--- Start of Selected passage ---
Opened 8 years ago

Closed 7 years ago

Last modified 7 years ago

#5263 closed defect (fixed)

Busy/infinite Libevent loops

Reported by: robgjansen Owned by: nickm
Priority: High Milestone: Tor: 0.2.3.x-final
Component: Core Tor/Tor Version:
Severity: Keywords: tor-relay
Cc: nickm, arma, robgjansen Actual Points:
Parent ID: Points:
Reviewer: Sponsor:

Description

There is a bug causing busy loops in Libevent and infinite loops in the Shadow simulator. A connection that is marked for close, wants to flush, is held open to flush, but is rate limited (the token bucket is empty) triggers the bug.

A patch to the latest alpha (tor-0.2.3.12-alpha) is attached, and details are below.

This currently happens on read and write callbacks when the active socket is marked for close. In this case, Tor doesn't actually try to complete the read or write (it returns from those methods when marked), but instead tries to clear the connection with conn_close_if_marked(). Tor will not close a marked connection that contains data: it must be flushed first. The bug occurs when this flush operation on the marked connection can not occur because the connection is rate-limited (its write token bucket is empty).
--- End of Selected passage ---
■ **To-do list**
• 1. List the usernames in the Cc field of the Tor bug ticket.
• 2. From the Tor bug ticket, extract the passage starting at "This currently happens" and ending at "bucket is empty).".
• 3. In the Tor bug ticket, what version is the attached patch made against?
You won't need the entries that follow the Tor bug ticket.
--- Start of Stored records ---
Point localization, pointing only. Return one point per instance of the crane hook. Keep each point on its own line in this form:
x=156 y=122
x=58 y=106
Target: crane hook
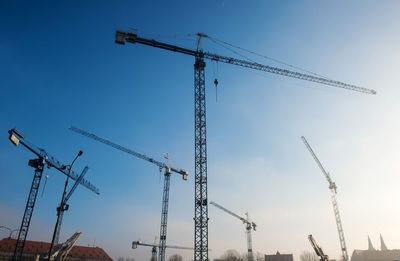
x=216 y=89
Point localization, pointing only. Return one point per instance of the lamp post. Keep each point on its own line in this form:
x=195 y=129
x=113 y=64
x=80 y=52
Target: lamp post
x=62 y=204
x=10 y=230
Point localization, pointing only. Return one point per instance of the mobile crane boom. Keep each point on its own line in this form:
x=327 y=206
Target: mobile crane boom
x=65 y=205
x=43 y=159
x=318 y=249
x=200 y=137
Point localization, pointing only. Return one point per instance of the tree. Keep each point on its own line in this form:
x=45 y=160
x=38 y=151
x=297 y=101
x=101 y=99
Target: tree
--- End of Stored records ---
■ **Per-task outputs**
• 1. nickm, arma, robgjansen

• 2.
This currently happens on read and write callbacks when the active socket is marked for close. In this case, Tor doesn't actually try to complete the read or write (it returns from those methods when marked), but instead tries to clear the connection with conn_close_if_marked(). Tor will not close a marked connection that contains data: it must be flushed first. The bug occurs when this flush operation on the marked connection can not occur because the connection is rate-limited (its write token bucket is empty).

• 3. The latest alpha, tor-0.2.3.12-alpha.